begin
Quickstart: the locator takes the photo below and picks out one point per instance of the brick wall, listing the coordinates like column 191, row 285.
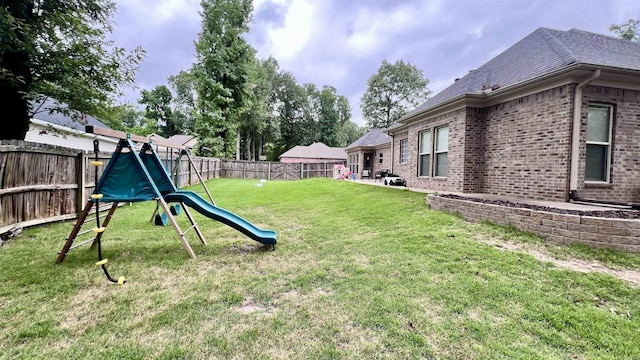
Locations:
column 385, row 149
column 456, row 157
column 474, row 150
column 621, row 234
column 625, row 163
column 527, row 142
column 522, row 147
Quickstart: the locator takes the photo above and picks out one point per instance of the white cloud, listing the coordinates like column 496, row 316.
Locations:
column 288, row 41
column 158, row 12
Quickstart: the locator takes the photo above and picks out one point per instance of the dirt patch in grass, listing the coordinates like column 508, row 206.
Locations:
column 585, row 266
column 616, row 214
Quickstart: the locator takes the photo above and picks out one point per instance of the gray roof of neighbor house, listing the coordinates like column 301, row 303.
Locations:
column 44, row 112
column 374, row 137
column 315, row 151
column 180, row 139
column 540, row 53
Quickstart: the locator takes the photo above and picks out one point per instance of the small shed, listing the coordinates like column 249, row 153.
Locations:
column 316, row 152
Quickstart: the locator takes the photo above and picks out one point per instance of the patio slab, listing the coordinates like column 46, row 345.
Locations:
column 551, row 204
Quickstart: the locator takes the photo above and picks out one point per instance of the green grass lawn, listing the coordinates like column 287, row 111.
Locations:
column 359, row 272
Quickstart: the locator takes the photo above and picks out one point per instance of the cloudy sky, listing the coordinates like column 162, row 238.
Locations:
column 343, row 42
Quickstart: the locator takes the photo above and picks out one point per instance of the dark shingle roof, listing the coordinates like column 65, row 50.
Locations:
column 372, row 138
column 315, row 151
column 44, row 113
column 541, row 52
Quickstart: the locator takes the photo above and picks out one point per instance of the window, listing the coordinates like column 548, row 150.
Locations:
column 425, row 153
column 442, row 151
column 404, row 151
column 598, row 159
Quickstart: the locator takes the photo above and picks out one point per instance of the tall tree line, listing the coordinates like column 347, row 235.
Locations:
column 237, row 104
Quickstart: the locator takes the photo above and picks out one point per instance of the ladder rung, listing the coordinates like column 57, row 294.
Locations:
column 84, row 232
column 189, row 229
column 81, row 243
column 102, row 262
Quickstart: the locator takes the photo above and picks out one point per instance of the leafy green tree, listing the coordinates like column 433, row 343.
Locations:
column 627, row 31
column 129, row 116
column 349, row 133
column 290, row 109
column 58, row 49
column 223, row 58
column 334, row 111
column 158, row 111
column 257, row 122
column 185, row 100
column 391, row 92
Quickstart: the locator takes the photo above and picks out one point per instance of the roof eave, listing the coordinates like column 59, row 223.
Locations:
column 481, row 99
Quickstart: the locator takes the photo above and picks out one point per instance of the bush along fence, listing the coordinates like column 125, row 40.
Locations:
column 43, row 183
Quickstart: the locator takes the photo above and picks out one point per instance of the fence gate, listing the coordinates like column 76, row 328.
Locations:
column 285, row 171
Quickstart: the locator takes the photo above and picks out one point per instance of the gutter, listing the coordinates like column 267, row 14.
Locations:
column 575, row 152
column 72, row 131
column 575, row 135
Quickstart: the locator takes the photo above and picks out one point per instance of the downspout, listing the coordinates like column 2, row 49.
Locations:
column 393, row 139
column 575, row 152
column 575, row 136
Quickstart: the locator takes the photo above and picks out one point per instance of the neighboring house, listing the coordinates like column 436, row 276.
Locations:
column 54, row 128
column 184, row 140
column 553, row 116
column 370, row 153
column 316, row 152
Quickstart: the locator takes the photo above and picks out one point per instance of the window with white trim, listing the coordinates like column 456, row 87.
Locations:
column 425, row 153
column 441, row 151
column 598, row 157
column 404, row 151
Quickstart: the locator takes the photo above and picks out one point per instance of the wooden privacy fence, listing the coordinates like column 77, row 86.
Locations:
column 42, row 183
column 237, row 169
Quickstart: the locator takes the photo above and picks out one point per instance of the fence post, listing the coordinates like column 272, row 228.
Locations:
column 81, row 166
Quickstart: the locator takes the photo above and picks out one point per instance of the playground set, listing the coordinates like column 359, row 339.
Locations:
column 132, row 176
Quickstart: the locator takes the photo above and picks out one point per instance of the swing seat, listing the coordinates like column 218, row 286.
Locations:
column 161, row 219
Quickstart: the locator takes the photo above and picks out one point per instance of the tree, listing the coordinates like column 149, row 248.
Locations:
column 257, row 122
column 391, row 92
column 334, row 112
column 158, row 111
column 627, row 31
column 290, row 111
column 57, row 49
column 185, row 100
column 349, row 133
column 223, row 58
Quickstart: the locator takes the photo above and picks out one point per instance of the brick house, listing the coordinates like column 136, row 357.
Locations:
column 370, row 153
column 553, row 116
column 316, row 152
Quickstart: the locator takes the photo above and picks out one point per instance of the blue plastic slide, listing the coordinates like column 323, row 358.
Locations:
column 207, row 209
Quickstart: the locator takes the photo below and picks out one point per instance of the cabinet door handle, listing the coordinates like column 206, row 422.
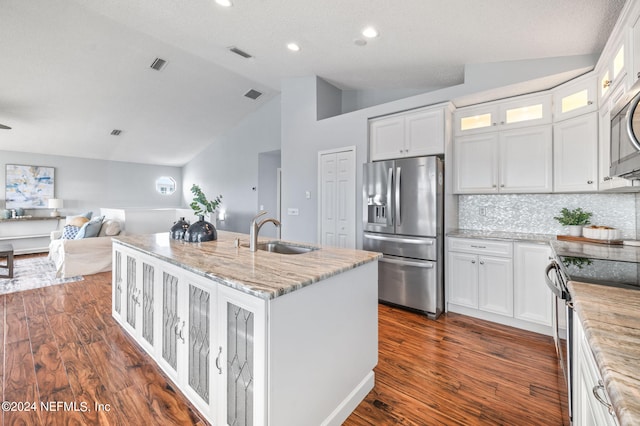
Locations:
column 179, row 333
column 600, row 399
column 218, row 361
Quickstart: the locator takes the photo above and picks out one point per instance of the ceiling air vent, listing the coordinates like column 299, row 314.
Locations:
column 158, row 64
column 253, row 94
column 239, row 52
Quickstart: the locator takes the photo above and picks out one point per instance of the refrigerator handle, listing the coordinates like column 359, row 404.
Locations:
column 398, row 214
column 389, row 192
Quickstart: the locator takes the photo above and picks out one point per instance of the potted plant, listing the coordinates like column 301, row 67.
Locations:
column 202, row 230
column 575, row 219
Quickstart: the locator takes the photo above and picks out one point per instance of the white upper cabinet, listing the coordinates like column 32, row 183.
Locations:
column 575, row 98
column 517, row 112
column 614, row 71
column 513, row 161
column 608, row 182
column 410, row 134
column 575, row 154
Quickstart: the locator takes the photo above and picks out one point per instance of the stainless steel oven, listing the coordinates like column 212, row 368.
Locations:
column 562, row 315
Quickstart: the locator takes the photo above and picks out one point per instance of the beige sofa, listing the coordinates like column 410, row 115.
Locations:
column 85, row 256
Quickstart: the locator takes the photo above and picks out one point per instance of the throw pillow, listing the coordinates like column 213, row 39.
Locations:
column 86, row 215
column 69, row 232
column 109, row 228
column 91, row 228
column 78, row 221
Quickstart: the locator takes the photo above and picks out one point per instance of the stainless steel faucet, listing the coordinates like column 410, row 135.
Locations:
column 255, row 229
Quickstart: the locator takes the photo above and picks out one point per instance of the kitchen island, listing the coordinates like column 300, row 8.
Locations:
column 252, row 337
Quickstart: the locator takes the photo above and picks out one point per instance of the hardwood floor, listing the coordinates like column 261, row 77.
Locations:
column 62, row 346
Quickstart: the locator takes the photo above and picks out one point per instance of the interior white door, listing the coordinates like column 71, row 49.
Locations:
column 337, row 198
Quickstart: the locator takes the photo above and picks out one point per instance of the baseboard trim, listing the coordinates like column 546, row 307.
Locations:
column 349, row 404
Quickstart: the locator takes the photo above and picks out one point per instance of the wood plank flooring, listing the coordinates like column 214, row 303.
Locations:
column 61, row 346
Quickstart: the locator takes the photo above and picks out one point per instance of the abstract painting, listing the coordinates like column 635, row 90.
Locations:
column 29, row 187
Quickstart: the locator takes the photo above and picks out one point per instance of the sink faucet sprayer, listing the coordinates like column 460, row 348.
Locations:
column 255, row 229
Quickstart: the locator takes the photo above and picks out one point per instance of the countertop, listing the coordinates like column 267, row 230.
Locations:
column 611, row 320
column 500, row 235
column 262, row 274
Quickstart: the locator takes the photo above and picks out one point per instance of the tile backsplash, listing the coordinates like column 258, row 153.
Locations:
column 533, row 213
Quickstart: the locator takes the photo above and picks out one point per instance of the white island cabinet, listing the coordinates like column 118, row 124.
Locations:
column 252, row 338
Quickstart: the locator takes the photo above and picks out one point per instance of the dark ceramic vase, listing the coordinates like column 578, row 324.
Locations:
column 200, row 231
column 179, row 229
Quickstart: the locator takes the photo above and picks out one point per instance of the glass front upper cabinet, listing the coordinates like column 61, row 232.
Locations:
column 613, row 73
column 511, row 113
column 575, row 98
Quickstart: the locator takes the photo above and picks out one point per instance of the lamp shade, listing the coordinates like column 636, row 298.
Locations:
column 55, row 203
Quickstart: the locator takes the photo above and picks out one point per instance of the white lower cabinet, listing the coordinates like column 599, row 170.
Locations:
column 533, row 299
column 499, row 281
column 209, row 340
column 481, row 281
column 591, row 405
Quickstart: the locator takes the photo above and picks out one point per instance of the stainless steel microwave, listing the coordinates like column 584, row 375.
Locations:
column 625, row 135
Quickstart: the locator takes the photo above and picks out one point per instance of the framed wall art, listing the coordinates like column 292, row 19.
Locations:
column 28, row 187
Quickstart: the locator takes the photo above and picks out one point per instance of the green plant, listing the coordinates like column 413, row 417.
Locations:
column 200, row 204
column 573, row 217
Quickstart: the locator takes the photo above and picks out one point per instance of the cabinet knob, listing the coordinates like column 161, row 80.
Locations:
column 600, row 399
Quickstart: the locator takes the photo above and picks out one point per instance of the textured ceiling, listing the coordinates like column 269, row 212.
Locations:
column 72, row 70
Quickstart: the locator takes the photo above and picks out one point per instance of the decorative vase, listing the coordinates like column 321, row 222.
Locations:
column 575, row 230
column 200, row 231
column 178, row 229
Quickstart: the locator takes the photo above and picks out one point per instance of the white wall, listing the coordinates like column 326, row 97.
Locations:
column 229, row 166
column 303, row 136
column 86, row 184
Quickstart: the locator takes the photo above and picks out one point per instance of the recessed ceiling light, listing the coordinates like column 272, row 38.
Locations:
column 370, row 32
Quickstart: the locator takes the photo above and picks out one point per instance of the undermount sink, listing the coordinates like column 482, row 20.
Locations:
column 285, row 248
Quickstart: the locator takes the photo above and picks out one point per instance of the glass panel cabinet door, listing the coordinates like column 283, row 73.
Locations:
column 170, row 319
column 132, row 291
column 199, row 341
column 240, row 365
column 148, row 273
column 117, row 281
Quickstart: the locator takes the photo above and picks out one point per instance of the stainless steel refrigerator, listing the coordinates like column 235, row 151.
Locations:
column 403, row 219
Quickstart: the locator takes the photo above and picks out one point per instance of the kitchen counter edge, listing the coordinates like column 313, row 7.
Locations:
column 215, row 260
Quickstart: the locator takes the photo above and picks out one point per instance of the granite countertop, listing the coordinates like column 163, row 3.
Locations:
column 501, row 235
column 622, row 253
column 611, row 320
column 262, row 274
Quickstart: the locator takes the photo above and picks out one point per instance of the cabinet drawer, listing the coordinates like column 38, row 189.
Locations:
column 478, row 246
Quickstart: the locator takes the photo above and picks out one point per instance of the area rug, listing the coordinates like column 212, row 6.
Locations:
column 33, row 272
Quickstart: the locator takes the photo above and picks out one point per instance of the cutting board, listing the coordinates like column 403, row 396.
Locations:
column 587, row 240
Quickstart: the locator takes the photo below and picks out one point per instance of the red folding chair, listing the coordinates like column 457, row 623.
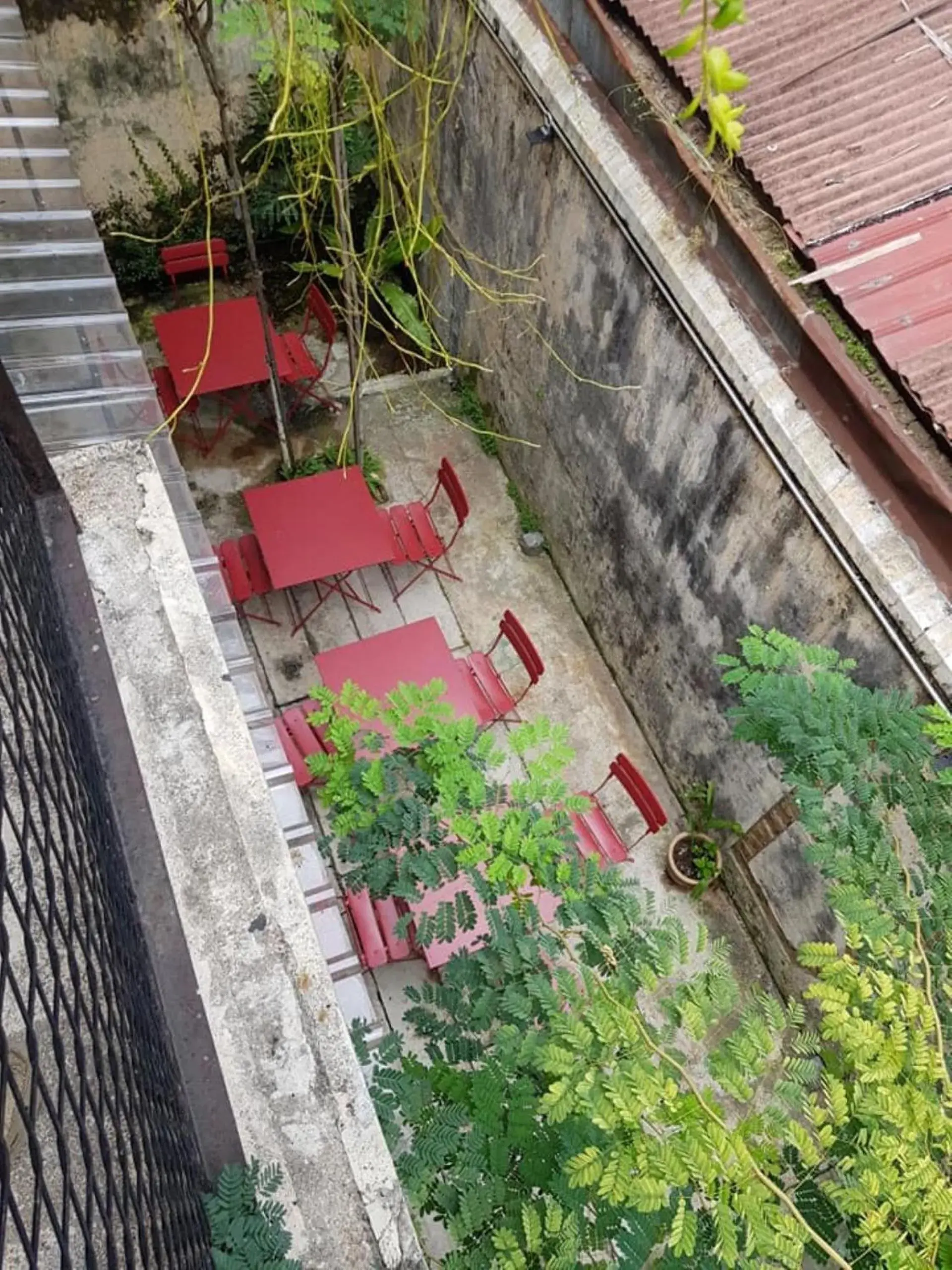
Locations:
column 171, row 402
column 184, row 258
column 245, row 574
column 416, row 540
column 497, row 702
column 595, row 829
column 307, row 373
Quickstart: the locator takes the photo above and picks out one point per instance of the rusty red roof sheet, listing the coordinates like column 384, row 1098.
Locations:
column 842, row 128
column 903, row 298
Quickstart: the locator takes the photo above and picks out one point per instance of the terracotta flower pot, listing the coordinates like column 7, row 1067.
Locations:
column 681, row 879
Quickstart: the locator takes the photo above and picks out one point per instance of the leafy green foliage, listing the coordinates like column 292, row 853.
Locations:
column 551, row 1113
column 246, row 1222
column 720, row 79
column 168, row 207
column 329, row 457
column 862, row 769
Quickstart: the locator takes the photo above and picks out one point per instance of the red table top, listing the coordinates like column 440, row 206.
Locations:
column 408, row 654
column 318, row 526
column 237, row 359
column 437, row 954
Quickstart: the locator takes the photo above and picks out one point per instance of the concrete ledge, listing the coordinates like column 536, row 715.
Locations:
column 291, row 1074
column 884, row 558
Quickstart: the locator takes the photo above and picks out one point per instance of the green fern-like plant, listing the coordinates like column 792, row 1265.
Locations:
column 246, row 1222
column 595, row 1087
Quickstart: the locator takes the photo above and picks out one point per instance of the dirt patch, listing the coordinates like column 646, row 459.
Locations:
column 291, row 667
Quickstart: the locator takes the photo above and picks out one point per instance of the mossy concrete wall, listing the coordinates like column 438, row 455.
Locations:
column 117, row 70
column 668, row 521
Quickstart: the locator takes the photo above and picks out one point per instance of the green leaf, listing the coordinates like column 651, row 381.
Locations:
column 729, row 12
column 685, row 46
column 407, row 313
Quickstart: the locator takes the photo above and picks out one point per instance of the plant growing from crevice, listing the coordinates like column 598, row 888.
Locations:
column 530, row 520
column 329, row 457
column 474, row 412
column 246, row 1222
column 701, row 836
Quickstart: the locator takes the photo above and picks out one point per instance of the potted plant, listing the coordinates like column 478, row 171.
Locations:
column 695, row 856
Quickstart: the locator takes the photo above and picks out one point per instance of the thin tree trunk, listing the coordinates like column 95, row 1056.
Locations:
column 352, row 307
column 198, row 30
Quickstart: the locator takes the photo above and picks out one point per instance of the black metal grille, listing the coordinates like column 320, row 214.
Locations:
column 98, row 1162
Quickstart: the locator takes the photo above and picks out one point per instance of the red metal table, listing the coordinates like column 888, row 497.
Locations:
column 437, row 954
column 419, row 653
column 237, row 359
column 409, row 654
column 319, row 529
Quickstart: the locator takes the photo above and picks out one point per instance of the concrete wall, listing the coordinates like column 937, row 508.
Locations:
column 665, row 517
column 296, row 1091
column 110, row 80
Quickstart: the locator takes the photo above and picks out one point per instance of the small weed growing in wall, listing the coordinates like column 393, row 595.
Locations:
column 475, row 414
column 246, row 1222
column 327, row 460
column 530, row 521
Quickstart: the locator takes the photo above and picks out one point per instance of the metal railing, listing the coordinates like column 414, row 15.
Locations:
column 99, row 1165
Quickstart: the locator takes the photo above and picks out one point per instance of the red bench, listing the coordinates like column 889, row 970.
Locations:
column 373, row 922
column 245, row 574
column 186, row 258
column 298, row 740
column 306, row 373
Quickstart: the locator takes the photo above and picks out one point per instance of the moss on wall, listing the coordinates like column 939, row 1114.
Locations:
column 123, row 16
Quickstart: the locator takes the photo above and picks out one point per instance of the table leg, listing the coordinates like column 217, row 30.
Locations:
column 341, row 584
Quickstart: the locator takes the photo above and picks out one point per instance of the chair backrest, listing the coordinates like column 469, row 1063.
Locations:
column 194, row 252
column 166, row 389
column 455, row 492
column 254, row 564
column 233, row 568
column 316, row 307
column 512, row 629
column 639, row 792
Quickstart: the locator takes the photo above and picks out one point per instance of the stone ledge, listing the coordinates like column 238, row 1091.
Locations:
column 291, row 1074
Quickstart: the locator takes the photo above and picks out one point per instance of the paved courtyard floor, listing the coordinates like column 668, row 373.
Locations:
column 411, row 431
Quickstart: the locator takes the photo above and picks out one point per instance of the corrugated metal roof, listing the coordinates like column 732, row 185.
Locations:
column 841, row 127
column 903, row 298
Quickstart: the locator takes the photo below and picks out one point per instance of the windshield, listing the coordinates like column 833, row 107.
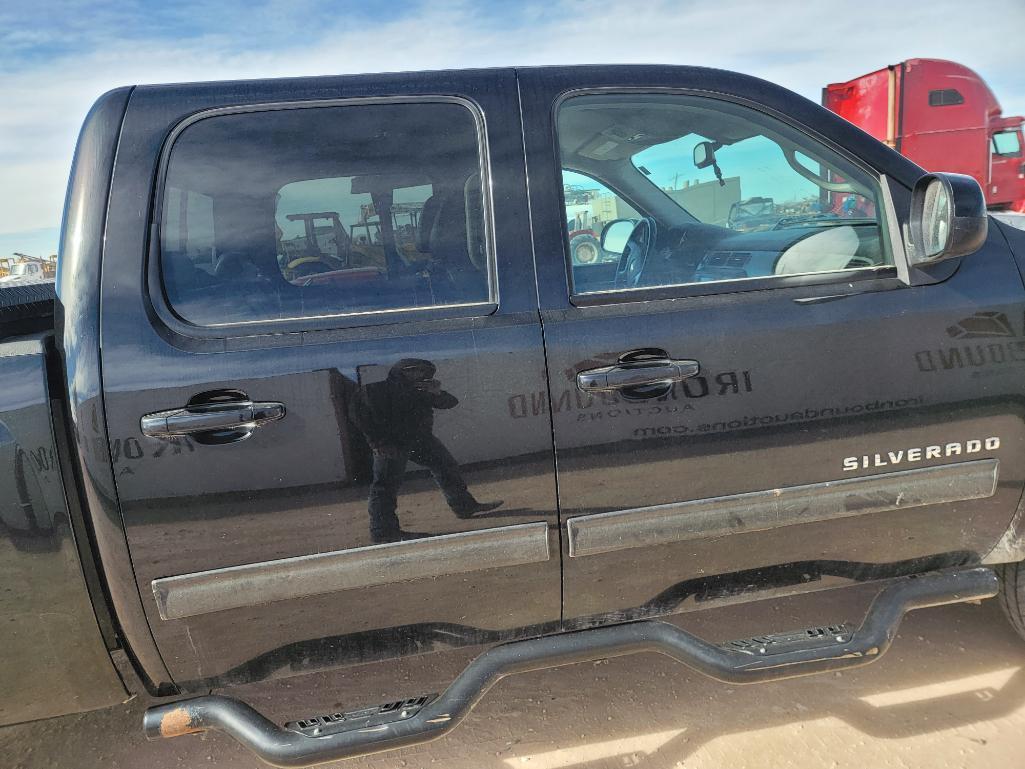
end
What the exercise asks | Retype the lines word for word, starting with the line that contains "61, row 232." and stopping after the line that contains "column 55, row 203".

Expected answer |
Quickstart: the locator takes the photo above and picks out one point per instance of the glass front upper cabinet, listing the coordinates like column 61, row 232.
Locations:
column 613, row 73
column 511, row 113
column 575, row 98
Quickstart: the locator takes the photo above and picks out one point per instance of the lamp shade, listing the coordinates like column 636, row 298.
Locations:
column 55, row 203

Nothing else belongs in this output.